Given records:
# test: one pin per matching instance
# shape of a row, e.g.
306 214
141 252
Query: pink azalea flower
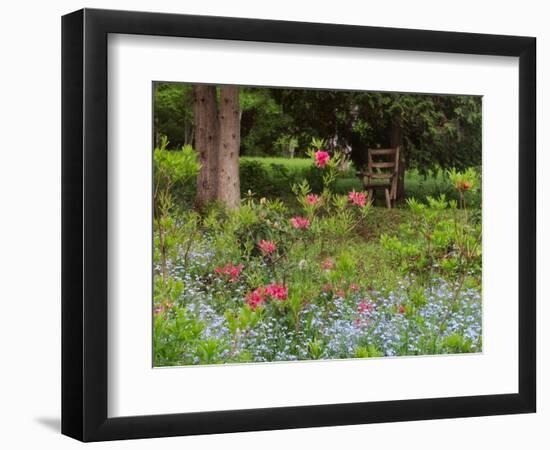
300 222
358 198
267 247
277 291
364 307
230 270
312 199
255 298
321 159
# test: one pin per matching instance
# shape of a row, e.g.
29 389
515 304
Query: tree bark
396 138
206 141
229 189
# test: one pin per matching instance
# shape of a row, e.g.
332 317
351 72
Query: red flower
255 298
463 185
267 247
364 307
300 222
230 270
327 264
277 291
312 199
358 198
321 159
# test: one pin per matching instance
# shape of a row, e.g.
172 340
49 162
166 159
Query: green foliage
173 113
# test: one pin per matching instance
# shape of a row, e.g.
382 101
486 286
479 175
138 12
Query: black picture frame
84 224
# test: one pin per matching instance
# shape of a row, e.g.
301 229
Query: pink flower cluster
267 247
321 159
358 198
300 223
364 307
328 264
312 199
261 294
278 291
230 270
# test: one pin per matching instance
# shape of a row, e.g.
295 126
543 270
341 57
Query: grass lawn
416 185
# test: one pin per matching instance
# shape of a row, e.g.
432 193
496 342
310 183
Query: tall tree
229 189
217 141
206 141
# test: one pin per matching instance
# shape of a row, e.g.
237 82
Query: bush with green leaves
310 278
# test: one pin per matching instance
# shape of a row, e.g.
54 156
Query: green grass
291 163
416 185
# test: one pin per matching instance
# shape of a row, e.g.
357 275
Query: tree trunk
396 138
229 189
206 141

Your objective:
Using the material above, return every line exactly as it appears, minus the pictures.

Exercise result:
# test: one pin per matching instance
# shape of a row, e.g.
306 214
141 252
Query: pink azalea flower
300 222
358 198
267 247
277 291
364 307
230 270
312 199
255 298
321 159
# test: one pin per matching instance
# shape of a row, e.g.
29 389
515 304
Query: tree bark
396 138
206 141
229 189
# test: one pin per matching instance
# shape of a row, e.g.
332 317
351 72
Query: red flower
255 298
463 185
267 247
364 307
300 222
230 270
327 264
277 291
312 199
358 198
321 159
# test: one pin per matching instance
# shape of a row, e.g.
172 340
49 162
166 159
Query: green foliage
173 113
# test: one pin per matching instance
# shape of a row, e.g.
382 101
486 286
479 175
138 12
Query: black picture frame
84 224
# test: one pin per matching instance
# shape of a row, e.g.
301 229
Query: pink flower cluster
267 247
321 159
358 198
300 223
364 307
328 264
312 199
261 294
278 291
230 270
# test: one pin per matching instance
# shape of a row, e.g.
295 126
543 270
341 57
Query: grass lawn
416 185
# test: one pin per matching instance
# shape of a row, e.g.
432 193
496 342
310 183
Query: tall tree
229 189
217 141
206 141
# test: one pin per matching instance
# shape of a row, e.g.
237 82
Query: bush with green leaves
310 278
# test: one pin per matching instance
# shape of a row, e.g.
54 156
Query: green grass
291 163
416 185
# test: one pin per matching instance
# shape of a row, e.g.
357 275
Query: tree trunk
396 138
229 189
206 141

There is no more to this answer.